● **Data in this exercise**
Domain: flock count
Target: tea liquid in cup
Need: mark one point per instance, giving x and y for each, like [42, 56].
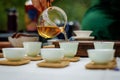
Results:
[69, 48]
[103, 45]
[32, 48]
[101, 56]
[52, 54]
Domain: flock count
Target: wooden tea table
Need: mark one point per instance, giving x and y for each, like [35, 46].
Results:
[75, 71]
[84, 45]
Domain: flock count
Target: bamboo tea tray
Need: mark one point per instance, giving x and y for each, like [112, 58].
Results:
[111, 65]
[53, 64]
[14, 63]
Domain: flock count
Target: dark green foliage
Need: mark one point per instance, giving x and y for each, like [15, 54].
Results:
[74, 9]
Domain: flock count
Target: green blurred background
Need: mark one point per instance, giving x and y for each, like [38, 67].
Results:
[75, 10]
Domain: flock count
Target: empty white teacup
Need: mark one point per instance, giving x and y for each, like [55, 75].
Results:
[103, 45]
[52, 54]
[101, 56]
[32, 48]
[70, 48]
[13, 54]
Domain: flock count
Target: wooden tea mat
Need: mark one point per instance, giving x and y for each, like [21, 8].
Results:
[34, 58]
[49, 46]
[53, 65]
[14, 63]
[111, 65]
[1, 55]
[74, 59]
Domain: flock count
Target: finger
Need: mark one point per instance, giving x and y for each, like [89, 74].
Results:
[37, 5]
[44, 4]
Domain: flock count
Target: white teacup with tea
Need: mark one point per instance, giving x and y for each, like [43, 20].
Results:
[52, 54]
[103, 45]
[101, 56]
[32, 48]
[13, 54]
[70, 48]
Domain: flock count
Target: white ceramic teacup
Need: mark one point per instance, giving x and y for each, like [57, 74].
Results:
[70, 48]
[13, 54]
[101, 56]
[32, 48]
[52, 54]
[82, 33]
[103, 45]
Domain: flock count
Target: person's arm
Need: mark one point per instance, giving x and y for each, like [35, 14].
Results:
[41, 4]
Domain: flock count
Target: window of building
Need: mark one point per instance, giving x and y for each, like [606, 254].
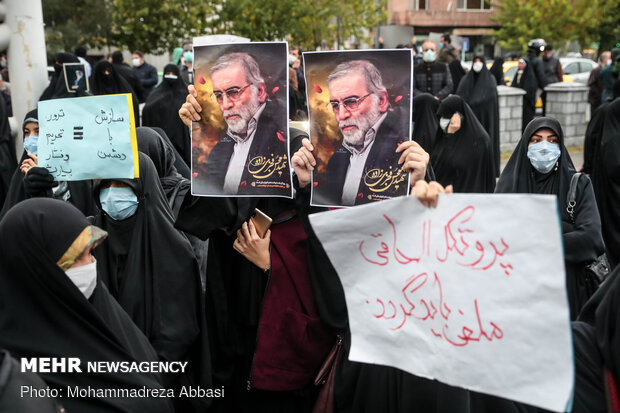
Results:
[474, 4]
[418, 4]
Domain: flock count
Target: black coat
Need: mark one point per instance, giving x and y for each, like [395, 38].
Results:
[463, 159]
[162, 110]
[150, 268]
[45, 315]
[425, 120]
[582, 240]
[606, 184]
[382, 156]
[269, 141]
[479, 90]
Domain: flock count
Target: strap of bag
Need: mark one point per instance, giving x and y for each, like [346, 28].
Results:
[572, 196]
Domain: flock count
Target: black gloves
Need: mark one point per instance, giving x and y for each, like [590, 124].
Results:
[38, 182]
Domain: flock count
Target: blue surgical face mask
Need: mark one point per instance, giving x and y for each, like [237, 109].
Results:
[543, 155]
[429, 56]
[31, 144]
[118, 203]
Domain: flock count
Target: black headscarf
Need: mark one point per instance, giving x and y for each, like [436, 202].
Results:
[112, 83]
[582, 239]
[497, 70]
[57, 88]
[179, 163]
[45, 315]
[80, 192]
[479, 90]
[426, 123]
[151, 270]
[174, 185]
[519, 176]
[463, 159]
[8, 158]
[457, 72]
[606, 170]
[162, 109]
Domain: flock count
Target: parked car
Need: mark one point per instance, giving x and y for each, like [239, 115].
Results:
[578, 68]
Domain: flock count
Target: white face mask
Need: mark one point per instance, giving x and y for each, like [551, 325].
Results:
[443, 124]
[84, 278]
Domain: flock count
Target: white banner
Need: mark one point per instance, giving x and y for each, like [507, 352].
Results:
[471, 293]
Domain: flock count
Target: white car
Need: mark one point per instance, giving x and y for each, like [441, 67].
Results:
[578, 68]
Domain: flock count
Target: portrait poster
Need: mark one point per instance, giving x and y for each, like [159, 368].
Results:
[360, 111]
[240, 145]
[75, 78]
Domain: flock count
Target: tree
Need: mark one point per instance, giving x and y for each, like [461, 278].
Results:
[155, 26]
[556, 21]
[306, 23]
[69, 23]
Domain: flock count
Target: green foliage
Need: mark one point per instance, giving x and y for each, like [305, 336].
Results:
[306, 23]
[69, 23]
[154, 26]
[556, 21]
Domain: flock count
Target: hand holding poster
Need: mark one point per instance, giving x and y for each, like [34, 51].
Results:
[458, 293]
[360, 111]
[240, 146]
[88, 138]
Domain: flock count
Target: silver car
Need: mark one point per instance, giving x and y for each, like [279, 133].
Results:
[578, 68]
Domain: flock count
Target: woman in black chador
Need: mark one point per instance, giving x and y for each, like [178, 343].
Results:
[479, 89]
[162, 110]
[54, 305]
[150, 268]
[462, 155]
[540, 164]
[605, 176]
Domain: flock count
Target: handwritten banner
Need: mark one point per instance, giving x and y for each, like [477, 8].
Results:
[88, 138]
[471, 293]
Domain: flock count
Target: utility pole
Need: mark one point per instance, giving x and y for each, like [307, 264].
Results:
[26, 55]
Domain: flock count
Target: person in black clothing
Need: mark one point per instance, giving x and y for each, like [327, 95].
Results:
[606, 165]
[541, 164]
[553, 72]
[497, 70]
[431, 76]
[150, 268]
[129, 75]
[161, 110]
[425, 120]
[147, 74]
[530, 77]
[479, 89]
[54, 305]
[462, 155]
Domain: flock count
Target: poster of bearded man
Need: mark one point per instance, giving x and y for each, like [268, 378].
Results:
[360, 111]
[240, 145]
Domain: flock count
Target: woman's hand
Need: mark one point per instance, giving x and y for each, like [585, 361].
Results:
[29, 163]
[254, 248]
[427, 192]
[190, 110]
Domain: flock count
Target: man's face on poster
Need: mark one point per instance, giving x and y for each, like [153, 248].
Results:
[238, 99]
[355, 108]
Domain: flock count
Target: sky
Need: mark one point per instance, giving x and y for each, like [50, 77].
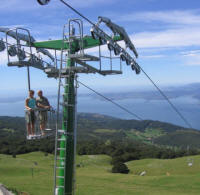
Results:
[165, 33]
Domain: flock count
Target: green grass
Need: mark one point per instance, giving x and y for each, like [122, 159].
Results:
[106, 131]
[164, 177]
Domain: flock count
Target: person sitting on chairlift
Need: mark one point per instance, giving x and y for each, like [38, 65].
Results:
[30, 105]
[44, 106]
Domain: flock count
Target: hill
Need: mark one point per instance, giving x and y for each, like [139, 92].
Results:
[166, 177]
[104, 128]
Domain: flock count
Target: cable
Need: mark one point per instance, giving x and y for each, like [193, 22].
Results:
[77, 12]
[162, 93]
[108, 99]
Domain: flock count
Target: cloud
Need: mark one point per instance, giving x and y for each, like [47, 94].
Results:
[182, 37]
[191, 58]
[24, 5]
[187, 17]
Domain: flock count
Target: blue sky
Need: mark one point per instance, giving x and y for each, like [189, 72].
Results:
[166, 34]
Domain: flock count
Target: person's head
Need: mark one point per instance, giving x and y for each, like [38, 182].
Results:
[31, 93]
[40, 94]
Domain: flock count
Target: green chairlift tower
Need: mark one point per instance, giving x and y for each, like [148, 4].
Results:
[73, 61]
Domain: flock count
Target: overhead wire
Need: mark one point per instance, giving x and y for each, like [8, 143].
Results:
[167, 99]
[160, 91]
[110, 100]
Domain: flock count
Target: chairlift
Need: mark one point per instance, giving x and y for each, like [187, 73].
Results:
[50, 125]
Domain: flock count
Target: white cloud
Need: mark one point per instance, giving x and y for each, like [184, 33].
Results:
[191, 58]
[188, 17]
[182, 37]
[25, 5]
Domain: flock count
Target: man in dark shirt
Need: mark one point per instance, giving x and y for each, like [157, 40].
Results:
[44, 106]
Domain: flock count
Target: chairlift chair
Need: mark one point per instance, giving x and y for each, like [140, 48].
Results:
[50, 127]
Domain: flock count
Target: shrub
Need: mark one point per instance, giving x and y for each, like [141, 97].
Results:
[120, 168]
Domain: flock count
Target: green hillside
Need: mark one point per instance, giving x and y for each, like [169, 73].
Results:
[105, 128]
[168, 177]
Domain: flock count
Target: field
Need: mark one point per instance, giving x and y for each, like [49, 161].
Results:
[33, 173]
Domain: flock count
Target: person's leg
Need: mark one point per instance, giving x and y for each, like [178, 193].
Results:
[33, 123]
[29, 129]
[28, 122]
[33, 128]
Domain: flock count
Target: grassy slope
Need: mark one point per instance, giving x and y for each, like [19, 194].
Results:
[94, 178]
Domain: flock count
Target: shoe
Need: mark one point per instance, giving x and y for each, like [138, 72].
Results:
[28, 137]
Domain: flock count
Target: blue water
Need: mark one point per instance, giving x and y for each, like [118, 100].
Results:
[154, 109]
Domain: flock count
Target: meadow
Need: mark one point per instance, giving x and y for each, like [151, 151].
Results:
[33, 173]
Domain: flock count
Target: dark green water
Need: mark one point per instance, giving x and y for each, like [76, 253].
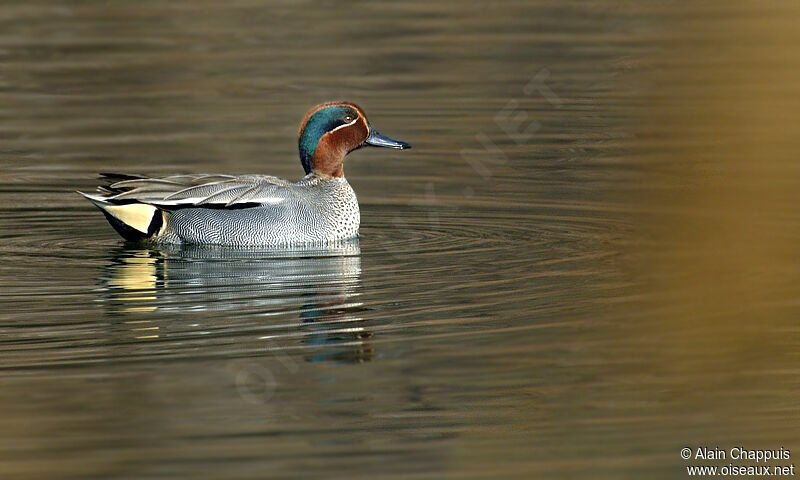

● **Exercise description**
Collect every line in the entries above that contains the word "woman", copying each line in full.

● **Reply to the task**
Target: woman in black chador
Target: woman's hand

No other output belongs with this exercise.